> [SHORT PROBLEM] Give every line of the records below as a numbered list, leaving out blank lines.

> [SUPPLIED RECORDS]

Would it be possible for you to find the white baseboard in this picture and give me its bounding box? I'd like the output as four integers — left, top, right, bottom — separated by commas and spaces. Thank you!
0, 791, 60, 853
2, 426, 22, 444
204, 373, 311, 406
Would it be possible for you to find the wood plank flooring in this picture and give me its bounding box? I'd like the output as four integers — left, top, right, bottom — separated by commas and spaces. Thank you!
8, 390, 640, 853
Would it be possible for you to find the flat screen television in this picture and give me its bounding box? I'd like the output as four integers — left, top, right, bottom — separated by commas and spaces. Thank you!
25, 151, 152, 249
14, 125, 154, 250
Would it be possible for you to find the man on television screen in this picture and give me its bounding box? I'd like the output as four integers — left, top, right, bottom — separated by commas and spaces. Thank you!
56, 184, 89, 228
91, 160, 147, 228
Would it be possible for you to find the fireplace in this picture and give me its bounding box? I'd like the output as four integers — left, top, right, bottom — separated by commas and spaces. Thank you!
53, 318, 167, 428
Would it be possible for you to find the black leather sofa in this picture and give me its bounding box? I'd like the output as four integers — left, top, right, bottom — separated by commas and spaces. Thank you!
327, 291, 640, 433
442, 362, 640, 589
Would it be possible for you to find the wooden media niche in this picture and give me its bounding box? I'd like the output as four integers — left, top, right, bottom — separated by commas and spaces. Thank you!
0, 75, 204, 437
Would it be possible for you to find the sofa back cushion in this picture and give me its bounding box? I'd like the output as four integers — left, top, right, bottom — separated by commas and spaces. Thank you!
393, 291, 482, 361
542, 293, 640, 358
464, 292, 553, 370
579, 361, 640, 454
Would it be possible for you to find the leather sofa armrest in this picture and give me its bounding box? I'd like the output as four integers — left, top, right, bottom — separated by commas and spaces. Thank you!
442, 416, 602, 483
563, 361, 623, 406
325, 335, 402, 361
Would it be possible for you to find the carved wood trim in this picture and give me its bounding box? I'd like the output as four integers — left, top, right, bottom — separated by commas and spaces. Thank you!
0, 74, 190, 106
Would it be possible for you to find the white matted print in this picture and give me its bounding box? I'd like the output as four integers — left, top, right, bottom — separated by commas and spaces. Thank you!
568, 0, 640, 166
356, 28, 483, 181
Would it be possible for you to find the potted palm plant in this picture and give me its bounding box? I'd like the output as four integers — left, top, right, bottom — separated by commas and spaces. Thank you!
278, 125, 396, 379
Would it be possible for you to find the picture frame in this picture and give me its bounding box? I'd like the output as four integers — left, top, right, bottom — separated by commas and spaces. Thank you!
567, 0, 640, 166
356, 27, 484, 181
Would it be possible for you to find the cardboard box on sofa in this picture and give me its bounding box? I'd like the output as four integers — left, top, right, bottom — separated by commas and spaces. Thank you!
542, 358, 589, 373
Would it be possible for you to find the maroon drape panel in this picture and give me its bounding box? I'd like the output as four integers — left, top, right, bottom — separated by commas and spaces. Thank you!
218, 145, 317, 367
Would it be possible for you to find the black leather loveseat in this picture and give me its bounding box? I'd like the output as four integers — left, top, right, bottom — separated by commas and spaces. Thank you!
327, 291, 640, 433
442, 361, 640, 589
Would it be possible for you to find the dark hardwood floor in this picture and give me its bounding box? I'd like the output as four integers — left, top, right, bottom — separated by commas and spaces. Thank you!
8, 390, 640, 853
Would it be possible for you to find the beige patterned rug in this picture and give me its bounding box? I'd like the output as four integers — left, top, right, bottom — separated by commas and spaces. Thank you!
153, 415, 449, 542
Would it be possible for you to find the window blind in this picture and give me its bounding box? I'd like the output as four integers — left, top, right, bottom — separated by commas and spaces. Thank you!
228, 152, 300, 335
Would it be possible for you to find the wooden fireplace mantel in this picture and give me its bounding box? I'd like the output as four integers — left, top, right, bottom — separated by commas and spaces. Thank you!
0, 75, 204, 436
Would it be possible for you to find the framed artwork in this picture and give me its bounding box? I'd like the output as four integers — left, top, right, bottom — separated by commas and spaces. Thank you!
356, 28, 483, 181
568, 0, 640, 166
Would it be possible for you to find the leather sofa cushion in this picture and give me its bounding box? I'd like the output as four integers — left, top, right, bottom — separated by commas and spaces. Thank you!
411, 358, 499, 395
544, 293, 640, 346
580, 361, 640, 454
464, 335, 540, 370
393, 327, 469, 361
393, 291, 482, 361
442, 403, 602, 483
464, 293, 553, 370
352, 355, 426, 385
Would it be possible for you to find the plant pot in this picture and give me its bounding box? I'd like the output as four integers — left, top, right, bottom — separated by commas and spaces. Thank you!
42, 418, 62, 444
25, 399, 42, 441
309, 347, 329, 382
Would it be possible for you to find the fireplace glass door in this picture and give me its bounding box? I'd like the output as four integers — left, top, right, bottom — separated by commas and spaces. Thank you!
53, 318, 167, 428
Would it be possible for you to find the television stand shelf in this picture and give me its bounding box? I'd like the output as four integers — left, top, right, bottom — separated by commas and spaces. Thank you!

> [TASK RESULT]
1. Would it be possible for you to find the white baseboard in this picture and give me its bounding box? I'd like the output as four integers — left, top, right, bottom — separated by commas and spaces. Thank you!
2. 0, 791, 60, 853
3. 2, 426, 22, 444
4. 204, 373, 311, 406
5. Would it be possible for you to find the wood plank flooring in this picture and give me its bounding box? I'd like the output as four integers — left, top, right, bottom — separated by commas and spaces. Thank you!
6. 8, 390, 640, 853
7. Would it be possible for you to find the flat screen television in this picture and give me its bounding box? I'd like the output as four integers — left, top, right, bottom — separated by commas and spaces. Thank you!
8. 25, 151, 152, 249
9. 14, 125, 154, 250
10. Would it be possible for you to find the man on television screen in this picture and give me its bounding box? I'd like the output as four integers — left, top, right, bottom — separated by commas and spaces. Thank you!
11. 56, 184, 89, 228
12. 91, 160, 147, 228
13. Would it be possible for you to find the fireplace in this picture and give me its bounding box? I'd like the output as four integers — left, top, right, bottom — separated by commas and spaces. Thank you!
14. 53, 318, 167, 428
15. Would it be possible for you to find the black leather sofa in this picture and give me its bounding box? I'd like the output as four integers — left, top, right, bottom — separated by commas and spaces. Thank you!
16. 327, 291, 640, 433
17. 442, 362, 640, 589
18. Would it be possible for you to find the wooden media niche in this picture and give me its bounding box? I'd like the output as four integers — left, top, right, bottom — separated by commas and spaces. Thank you!
19. 0, 75, 204, 437
20. Would it be possible for you to find the sofa back cushion in this picture and give me its bounding box? I'd like the output as four integers — left, top, right, bottom — separated by commas and spaces. Thank you!
21. 393, 291, 482, 361
22. 542, 293, 640, 358
23. 464, 292, 553, 370
24. 579, 361, 640, 454
25. Would it be possible for you to find the leather sofa armrest in this picture and give me its bounding box? I'd like the output as four integers — left, top, right, bottom — separated by commas and spaces. Thank you!
26. 442, 416, 602, 483
27. 563, 361, 623, 406
28. 325, 335, 402, 361
29. Would it be possible for you to find the carved wood trim in this picture and give me its bounding box? I'd like the output as four integers — left, top, right, bottom — separated by commas and spaces. Thank you!
30. 0, 74, 190, 106
31. Would it be possible for you to find the white matted print in this picture and give me its bounding box? I'd like the output as four integers — left, top, right, bottom — separated by commas and spaces. Thank you!
32. 568, 0, 640, 166
33. 356, 28, 483, 181
34. Would it be possible for you to find the potted palm plant in this picture and give me its bounding box? I'd like the output as four integers — left, top, right, bottom — separated by commas and spaces. Thank you!
35. 278, 125, 396, 379
36. Would it be possible for you to find the picture frame in this picture and give me its bounding box? I'd like the output as four integers — left, top, right, bottom — separated by commas and spaces. Thank you!
37. 567, 0, 640, 166
38. 356, 27, 484, 181
39. Would it be possible for you to find the cardboard box on sofa in this picture and give me its bounding box? I'd like the output as four integers — left, top, right, bottom — separated by commas and spaces. Thank you!
40. 542, 358, 589, 373
41. Would it be possible for you to find the maroon drape panel in this picture and give me its bounding box? I'd like the output as four integers — left, top, right, bottom — separated by commas and spaces. Thank you!
42. 218, 145, 317, 367
43. Would it be possible for you to find the black leather loveseat in this picture and give me its bounding box? I'd like the output as four integers — left, top, right, bottom — separated by commas and spaces. Thank you!
44. 327, 291, 640, 433
45. 442, 361, 640, 589
46. Would it be possible for you to find the dark hardwood floor in this picture and give me its bounding box? I'd like the output as four integers — left, top, right, bottom — separated by commas and spaces. Thank you!
47. 8, 390, 640, 853
48. Would it be possible for you to find the beige patterned rug in this picture and give me its bounding box? I'd like the output as four integers — left, top, right, bottom — separated by commas and spaces. Thank you!
49. 153, 415, 449, 542
50. Would it be possible for you to find the window blind in this picture and give me its bounding box? I'd like the output as four integers — left, top, right, bottom — separated by commas and spaces. Thank you!
51. 228, 152, 300, 335
52. Would it be possible for you to find the wooden fireplace mantel in this picture and give me its bounding box? I'd like the output as four integers — left, top, right, bottom — separated by commas and spaces. Thank you!
53. 0, 75, 204, 436
54. Would it be possible for you to find the framed artwork in this picture and give me its bounding box? I'd like the output as four integers — left, top, right, bottom — separated by commas and spaces. Thank you!
55. 356, 28, 483, 181
56. 568, 0, 640, 166
57. Would it be possible for you to find the leather sofa cushion in this picture and give me its bounding box? I'd like the output as four integers — left, top, right, bottom — separated by commas and spaces. Thank you!
58. 411, 358, 499, 395
59. 544, 293, 640, 346
60. 580, 361, 640, 454
61. 464, 335, 540, 370
62. 393, 327, 469, 361
63. 393, 291, 482, 361
64. 442, 403, 602, 483
65. 464, 293, 553, 370
66. 352, 355, 426, 385
67. Would it be possible for you to find the plant pot in this picture and give me its bounding box? I'd like the output as four integers — left, top, right, bottom — separated by commas and spaces. Thank you!
68. 42, 418, 62, 444
69. 25, 399, 42, 441
70. 309, 347, 329, 382
71. Would it be possible for you to find the fireplace glass door in this picture and give me its bounding box? I'd like the output as four integers — left, top, right, bottom — separated by commas and spaces. Thank you!
72. 53, 318, 167, 428
73. Would it be possible for you to find the television stand shelf in this picture and give me its bounding box? I'd like the output as four integers — left, top, right, bottom — separated by commas and spaces. Thank you!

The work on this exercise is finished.